═══ TEXTO CITADO
GENTE E COISAS DA CIDADE Quem não vai pro céu?
Lydia Federici
Akemi, de casaquinho vermelho de pelúcia, com um palito coçava as costas nuas de sua "filha". A boneca de plástico estava no
chão. E a bonequinha de carne, dobrada sobre ela, dizia-lhe coisas. Coisas. Coisas ternas, com certeza. Que a voz era doce e meiga. Com meiguice e doçura de mãe.
Com um lenço amarrado na cabeça, a garota levantou o rosto para ver quem a importunava. Sorriu um sorriso de dentes pequeninos e olhos repuxados. E recitou poesia nova. Na sua língua atrapalhada de criança de dois anos.
"Japonês não vai pro céu,
Nem que seja rezadô.
Ele tem cabelo duro
Que espeta Nosso Senhô".
══════
═══ INFORMAÇÕES EXIBIDAS
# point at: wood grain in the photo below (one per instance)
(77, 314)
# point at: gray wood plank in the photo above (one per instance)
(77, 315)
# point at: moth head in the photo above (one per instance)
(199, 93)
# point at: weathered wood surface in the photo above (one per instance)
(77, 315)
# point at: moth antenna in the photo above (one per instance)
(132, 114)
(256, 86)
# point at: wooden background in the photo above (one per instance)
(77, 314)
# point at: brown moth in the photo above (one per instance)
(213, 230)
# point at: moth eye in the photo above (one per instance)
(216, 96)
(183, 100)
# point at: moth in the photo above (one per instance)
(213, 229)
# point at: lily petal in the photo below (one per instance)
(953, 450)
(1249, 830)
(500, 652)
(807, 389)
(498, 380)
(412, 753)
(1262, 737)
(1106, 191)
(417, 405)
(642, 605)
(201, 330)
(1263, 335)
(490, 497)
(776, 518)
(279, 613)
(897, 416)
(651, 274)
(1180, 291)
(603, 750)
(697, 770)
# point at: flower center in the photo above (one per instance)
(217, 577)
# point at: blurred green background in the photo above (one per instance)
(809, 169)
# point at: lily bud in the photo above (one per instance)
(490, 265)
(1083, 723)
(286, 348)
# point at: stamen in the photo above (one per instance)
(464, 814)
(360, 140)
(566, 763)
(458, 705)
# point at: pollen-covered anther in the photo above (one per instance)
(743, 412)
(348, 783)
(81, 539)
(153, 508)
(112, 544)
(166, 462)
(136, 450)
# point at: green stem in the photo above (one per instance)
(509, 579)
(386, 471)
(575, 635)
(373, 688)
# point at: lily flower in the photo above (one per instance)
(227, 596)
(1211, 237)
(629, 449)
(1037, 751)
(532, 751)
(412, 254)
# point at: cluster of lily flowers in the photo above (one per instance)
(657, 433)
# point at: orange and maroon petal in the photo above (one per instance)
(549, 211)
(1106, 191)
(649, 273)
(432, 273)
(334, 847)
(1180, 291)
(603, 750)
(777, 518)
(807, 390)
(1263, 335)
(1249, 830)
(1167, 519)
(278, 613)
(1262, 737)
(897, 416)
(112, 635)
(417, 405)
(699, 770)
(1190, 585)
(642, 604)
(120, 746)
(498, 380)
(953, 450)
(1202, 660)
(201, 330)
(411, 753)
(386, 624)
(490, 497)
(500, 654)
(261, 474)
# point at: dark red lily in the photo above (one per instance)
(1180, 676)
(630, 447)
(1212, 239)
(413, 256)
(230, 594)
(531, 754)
══════
O QUE FAZER - Dê a continuação da crônica sobre Akemi e sua boneca, começando logo depois dos versos que a menina recita.

RESULTADO DA TAREFA -
***
E a gente fica pensando. Fica pensando na graça da quadrinha. Mas como ela é mentirosa. Akemi! Japonês vai pro céu, sim. Basta que ele seja um bom sujeito. Essa história de ele ter cabelo duro não é
culpa dele, é? Foi Deus quem o fez assim. E se foi Nosso Senhor, o dono do cabelo duro não tem culpa de ter nascido assim. Logo, que Nosso Senhor aguente o espeto que fez.
Japonês pode ir pro céu, sim. Como negro de carapinha também. Esse molejo macio dos que têm a pele escura também é obra do alto. Nosso Senhor há de saber suportar os caprichos que criou.
O que me deixa em dúvida, nesse campo de cabelos, é a transformação que uns homens, chamados cabeleireiros, estão introduzindo na obra original. Não que eu pense que gente que muda forma e cor de cabelo tenha entrada proibida no céu. Capaz! Entrada
pro céu é comprada pelas boas ações saídas do coração do homem. Do homem e da mulher. Cabelo empomadado, esticado, afofado, não vale um tostão. O que me preocupa é saber se Nosso Senhor irá identificar as criaturas que ele fez de um jeito. E que se
apresentam de outro. Aí é que está o problema.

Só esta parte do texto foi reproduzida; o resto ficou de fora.